**THE DATA:**

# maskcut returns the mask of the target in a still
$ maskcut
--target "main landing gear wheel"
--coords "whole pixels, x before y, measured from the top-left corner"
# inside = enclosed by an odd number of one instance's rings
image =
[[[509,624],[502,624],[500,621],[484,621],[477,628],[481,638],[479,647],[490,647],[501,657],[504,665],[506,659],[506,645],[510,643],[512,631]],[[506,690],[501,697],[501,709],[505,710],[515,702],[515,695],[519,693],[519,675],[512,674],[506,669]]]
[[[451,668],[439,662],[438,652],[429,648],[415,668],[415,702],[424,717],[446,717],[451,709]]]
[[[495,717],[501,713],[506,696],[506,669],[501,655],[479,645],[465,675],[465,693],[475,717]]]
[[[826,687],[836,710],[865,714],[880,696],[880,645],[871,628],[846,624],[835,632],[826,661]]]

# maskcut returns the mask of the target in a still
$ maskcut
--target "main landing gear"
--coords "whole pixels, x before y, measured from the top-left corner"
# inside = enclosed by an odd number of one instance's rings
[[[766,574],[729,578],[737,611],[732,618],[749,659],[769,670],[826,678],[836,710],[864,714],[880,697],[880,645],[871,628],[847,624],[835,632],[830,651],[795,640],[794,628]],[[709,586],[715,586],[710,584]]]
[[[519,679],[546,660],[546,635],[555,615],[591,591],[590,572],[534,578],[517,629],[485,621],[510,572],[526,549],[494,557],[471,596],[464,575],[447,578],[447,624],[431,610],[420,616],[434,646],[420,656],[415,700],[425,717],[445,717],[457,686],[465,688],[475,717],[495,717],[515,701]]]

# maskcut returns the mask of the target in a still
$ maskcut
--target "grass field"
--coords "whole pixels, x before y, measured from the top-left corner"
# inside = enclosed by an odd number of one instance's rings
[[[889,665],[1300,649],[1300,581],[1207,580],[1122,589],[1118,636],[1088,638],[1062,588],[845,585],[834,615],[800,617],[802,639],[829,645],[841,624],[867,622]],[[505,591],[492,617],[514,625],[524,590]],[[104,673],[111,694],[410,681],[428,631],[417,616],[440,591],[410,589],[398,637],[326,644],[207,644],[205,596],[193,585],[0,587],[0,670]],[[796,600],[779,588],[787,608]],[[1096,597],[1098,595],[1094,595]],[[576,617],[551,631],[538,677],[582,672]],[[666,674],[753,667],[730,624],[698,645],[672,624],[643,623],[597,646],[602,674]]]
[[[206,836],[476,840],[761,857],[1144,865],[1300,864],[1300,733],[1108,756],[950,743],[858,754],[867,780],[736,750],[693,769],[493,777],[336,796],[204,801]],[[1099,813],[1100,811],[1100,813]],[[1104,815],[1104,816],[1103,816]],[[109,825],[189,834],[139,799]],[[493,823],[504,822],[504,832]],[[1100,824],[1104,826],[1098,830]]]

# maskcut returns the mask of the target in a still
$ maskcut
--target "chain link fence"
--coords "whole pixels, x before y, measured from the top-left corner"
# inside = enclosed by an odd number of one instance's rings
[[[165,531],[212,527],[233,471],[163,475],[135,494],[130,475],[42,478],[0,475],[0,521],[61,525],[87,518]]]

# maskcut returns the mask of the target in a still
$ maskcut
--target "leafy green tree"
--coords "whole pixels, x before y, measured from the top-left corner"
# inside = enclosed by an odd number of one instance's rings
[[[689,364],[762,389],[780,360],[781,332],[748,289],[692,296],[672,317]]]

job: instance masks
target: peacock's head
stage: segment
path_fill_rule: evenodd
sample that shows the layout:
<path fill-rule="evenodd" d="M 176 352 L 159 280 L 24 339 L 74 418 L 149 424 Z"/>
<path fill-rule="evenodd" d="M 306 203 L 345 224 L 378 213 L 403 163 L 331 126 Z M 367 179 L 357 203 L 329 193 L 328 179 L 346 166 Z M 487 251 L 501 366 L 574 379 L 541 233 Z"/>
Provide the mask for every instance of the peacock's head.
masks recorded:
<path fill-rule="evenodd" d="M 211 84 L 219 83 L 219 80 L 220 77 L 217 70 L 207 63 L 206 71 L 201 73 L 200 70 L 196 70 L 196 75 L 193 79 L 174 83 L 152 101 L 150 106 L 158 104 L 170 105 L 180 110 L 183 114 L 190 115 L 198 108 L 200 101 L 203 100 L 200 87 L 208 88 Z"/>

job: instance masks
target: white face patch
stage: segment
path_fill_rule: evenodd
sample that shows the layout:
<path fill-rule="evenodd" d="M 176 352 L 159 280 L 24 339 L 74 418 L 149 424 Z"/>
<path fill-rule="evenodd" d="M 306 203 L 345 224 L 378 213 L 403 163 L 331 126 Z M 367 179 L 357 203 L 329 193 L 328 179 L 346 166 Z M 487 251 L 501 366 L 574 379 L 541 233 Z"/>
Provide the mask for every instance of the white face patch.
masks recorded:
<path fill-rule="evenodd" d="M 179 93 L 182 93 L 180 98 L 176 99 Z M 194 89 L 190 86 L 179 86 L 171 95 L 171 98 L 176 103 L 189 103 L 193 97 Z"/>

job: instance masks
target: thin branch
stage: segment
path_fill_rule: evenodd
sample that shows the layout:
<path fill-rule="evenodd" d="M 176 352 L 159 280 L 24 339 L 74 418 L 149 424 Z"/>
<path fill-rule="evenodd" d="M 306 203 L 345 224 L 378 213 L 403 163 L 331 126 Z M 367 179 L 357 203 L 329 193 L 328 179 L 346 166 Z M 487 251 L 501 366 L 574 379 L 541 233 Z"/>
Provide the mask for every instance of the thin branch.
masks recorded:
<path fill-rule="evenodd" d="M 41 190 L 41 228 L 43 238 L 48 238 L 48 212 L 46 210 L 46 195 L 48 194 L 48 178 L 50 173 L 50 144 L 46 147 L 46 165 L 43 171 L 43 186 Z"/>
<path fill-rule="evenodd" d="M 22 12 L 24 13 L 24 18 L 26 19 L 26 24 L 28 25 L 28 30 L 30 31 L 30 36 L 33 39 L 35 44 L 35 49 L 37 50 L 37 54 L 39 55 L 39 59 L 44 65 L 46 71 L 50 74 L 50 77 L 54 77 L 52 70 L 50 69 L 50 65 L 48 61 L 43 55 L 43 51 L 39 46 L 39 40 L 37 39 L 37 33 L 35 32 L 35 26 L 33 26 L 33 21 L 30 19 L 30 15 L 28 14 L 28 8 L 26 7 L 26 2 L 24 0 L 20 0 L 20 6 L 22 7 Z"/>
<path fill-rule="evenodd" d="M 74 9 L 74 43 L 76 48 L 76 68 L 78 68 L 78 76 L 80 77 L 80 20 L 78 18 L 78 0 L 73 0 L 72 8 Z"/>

**TASK:** In the preceding material, find each line holding the word "white" and copy it out.

**ANSWER BOX:**
target: white face patch
Provide the mask for every instance of the white face patch.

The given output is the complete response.